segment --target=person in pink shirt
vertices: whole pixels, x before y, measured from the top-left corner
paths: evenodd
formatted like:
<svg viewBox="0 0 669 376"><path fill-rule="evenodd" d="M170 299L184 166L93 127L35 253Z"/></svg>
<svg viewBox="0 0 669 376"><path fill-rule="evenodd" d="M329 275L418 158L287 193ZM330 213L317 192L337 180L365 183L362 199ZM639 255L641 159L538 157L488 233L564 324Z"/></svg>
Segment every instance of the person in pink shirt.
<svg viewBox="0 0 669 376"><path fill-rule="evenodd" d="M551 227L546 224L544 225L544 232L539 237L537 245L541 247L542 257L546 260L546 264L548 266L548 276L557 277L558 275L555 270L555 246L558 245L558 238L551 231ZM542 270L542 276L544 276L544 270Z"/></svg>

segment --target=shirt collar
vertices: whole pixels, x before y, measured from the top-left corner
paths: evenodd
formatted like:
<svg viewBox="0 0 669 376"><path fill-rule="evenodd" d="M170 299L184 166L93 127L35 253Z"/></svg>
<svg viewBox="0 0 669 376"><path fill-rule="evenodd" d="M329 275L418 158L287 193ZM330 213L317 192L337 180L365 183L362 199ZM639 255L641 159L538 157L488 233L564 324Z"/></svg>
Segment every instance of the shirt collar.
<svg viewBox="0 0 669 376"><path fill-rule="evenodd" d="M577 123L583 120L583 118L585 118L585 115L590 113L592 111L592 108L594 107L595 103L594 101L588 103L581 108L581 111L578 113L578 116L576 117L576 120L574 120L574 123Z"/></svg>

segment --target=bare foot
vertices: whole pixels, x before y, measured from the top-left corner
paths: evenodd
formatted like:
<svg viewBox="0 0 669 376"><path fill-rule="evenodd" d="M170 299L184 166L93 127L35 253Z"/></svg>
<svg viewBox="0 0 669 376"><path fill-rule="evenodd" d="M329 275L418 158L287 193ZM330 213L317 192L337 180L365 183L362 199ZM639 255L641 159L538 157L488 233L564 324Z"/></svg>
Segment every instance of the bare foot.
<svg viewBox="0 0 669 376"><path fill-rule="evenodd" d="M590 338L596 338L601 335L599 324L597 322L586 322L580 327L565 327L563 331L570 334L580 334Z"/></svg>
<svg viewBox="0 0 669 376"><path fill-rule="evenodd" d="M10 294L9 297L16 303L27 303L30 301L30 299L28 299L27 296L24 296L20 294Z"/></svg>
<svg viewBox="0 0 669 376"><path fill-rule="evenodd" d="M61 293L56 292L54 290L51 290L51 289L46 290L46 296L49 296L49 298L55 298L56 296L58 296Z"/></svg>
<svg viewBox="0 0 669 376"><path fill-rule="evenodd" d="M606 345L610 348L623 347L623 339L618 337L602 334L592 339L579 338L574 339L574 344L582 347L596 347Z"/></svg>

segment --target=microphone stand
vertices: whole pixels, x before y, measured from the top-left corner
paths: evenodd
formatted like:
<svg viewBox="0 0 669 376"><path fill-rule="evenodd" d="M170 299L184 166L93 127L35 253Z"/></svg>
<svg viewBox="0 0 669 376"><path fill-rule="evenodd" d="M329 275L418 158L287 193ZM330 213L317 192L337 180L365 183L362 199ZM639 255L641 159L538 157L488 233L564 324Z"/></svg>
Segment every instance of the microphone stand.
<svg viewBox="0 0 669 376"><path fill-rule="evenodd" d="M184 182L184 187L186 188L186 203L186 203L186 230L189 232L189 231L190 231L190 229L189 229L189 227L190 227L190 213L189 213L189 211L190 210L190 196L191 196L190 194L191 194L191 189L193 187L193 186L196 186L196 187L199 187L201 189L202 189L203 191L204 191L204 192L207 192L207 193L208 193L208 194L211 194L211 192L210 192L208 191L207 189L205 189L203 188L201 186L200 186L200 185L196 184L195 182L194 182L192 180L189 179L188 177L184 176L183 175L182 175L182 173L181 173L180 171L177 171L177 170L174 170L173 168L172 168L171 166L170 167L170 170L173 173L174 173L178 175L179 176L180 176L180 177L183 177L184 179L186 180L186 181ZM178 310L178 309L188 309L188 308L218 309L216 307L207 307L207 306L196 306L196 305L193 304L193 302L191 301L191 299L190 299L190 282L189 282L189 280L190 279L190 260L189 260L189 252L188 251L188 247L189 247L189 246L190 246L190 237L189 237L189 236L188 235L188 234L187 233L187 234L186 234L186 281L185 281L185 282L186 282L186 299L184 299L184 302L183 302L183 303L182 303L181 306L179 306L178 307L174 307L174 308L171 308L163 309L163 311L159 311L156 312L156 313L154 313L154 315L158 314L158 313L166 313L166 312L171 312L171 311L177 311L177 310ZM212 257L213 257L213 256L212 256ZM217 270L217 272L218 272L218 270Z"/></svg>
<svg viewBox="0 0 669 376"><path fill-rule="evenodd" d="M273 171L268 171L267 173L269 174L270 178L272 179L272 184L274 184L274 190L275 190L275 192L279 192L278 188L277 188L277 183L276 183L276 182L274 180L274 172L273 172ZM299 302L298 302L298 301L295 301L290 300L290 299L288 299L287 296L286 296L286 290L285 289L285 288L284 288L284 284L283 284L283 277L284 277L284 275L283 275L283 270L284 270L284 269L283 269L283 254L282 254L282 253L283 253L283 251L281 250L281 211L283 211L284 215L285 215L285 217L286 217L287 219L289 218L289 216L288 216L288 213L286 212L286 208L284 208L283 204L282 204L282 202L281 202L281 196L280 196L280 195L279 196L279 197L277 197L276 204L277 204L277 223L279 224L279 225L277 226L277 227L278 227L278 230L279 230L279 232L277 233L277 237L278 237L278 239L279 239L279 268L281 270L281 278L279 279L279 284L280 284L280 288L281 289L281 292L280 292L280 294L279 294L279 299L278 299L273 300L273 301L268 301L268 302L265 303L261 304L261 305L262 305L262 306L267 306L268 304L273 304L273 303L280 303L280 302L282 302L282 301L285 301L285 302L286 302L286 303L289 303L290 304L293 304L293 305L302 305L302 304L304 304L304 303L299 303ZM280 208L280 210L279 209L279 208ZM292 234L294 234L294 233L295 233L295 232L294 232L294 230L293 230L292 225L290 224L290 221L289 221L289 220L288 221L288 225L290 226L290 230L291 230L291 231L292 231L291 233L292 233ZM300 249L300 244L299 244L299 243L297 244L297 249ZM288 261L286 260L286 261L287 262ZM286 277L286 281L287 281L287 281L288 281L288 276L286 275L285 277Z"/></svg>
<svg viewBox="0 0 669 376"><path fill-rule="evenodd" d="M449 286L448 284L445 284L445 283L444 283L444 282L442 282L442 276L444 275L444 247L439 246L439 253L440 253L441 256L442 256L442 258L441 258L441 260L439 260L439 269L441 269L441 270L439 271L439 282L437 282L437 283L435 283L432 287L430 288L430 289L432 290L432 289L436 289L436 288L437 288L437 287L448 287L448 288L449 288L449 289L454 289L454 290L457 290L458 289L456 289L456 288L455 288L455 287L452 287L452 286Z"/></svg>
--
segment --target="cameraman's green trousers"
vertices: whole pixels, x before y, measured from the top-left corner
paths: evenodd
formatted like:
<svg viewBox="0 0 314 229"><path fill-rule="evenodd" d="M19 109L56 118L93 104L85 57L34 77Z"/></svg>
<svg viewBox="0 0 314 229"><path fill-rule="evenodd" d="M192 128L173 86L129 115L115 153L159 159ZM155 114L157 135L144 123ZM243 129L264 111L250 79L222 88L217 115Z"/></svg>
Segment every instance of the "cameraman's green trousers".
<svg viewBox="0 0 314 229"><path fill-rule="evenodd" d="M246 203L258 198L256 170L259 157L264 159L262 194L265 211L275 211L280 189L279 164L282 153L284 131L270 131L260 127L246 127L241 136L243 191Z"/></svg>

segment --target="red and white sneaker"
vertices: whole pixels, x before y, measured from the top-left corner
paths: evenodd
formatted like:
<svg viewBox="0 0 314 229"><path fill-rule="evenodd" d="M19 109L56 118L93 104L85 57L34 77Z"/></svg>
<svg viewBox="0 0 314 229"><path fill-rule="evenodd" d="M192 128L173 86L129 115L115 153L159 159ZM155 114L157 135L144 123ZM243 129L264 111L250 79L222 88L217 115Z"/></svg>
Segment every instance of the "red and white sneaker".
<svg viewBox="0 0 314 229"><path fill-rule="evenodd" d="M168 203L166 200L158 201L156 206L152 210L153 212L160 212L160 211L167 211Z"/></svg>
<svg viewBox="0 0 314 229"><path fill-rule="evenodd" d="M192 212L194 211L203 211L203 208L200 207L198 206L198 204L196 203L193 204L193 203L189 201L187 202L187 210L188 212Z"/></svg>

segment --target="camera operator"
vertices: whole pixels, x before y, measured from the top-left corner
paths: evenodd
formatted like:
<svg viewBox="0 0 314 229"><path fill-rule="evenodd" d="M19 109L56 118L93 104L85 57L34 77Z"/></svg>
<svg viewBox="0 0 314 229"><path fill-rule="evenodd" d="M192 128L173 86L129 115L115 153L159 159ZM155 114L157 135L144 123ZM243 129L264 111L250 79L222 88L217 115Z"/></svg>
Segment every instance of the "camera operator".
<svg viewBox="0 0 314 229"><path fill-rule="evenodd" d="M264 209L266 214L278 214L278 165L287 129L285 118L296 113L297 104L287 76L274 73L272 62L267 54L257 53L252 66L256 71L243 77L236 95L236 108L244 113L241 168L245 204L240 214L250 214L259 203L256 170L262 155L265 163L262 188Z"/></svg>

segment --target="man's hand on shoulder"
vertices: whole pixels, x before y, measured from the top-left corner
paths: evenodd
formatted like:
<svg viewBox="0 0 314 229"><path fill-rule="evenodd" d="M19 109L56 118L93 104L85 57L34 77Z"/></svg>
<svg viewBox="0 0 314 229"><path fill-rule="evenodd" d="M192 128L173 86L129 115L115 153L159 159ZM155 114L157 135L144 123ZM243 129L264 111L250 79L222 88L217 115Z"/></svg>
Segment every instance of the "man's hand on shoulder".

* _SHORT EXERCISE_: Edit the rows starting at the line containing "segment --target=shirt collar" and ending at the line containing "123L583 120L583 118L585", replacing "shirt collar" with "shirt sleeve" and leaving everything else unchanged. Return only those lines.

* _FINAL ANSWER_:
segment --target=shirt sleeve
vertices: whole pixels, x before y, measured from the top-left corner
paths: evenodd
formatted like:
<svg viewBox="0 0 669 376"><path fill-rule="evenodd" d="M170 299L184 166L93 127L35 253Z"/></svg>
<svg viewBox="0 0 669 376"><path fill-rule="evenodd" d="M329 275L418 158L287 193ZM330 213L317 192L337 180L365 183L362 199ZM639 255L641 159L538 157L488 233L564 324Z"/></svg>
Segment every instance of the shirt sleeve.
<svg viewBox="0 0 669 376"><path fill-rule="evenodd" d="M577 123L583 120L583 118L585 118L585 115L590 113L592 111L592 108L594 107L595 103L594 101L588 103L581 108L581 111L578 113L578 116L576 117L576 120L574 120L574 123Z"/></svg>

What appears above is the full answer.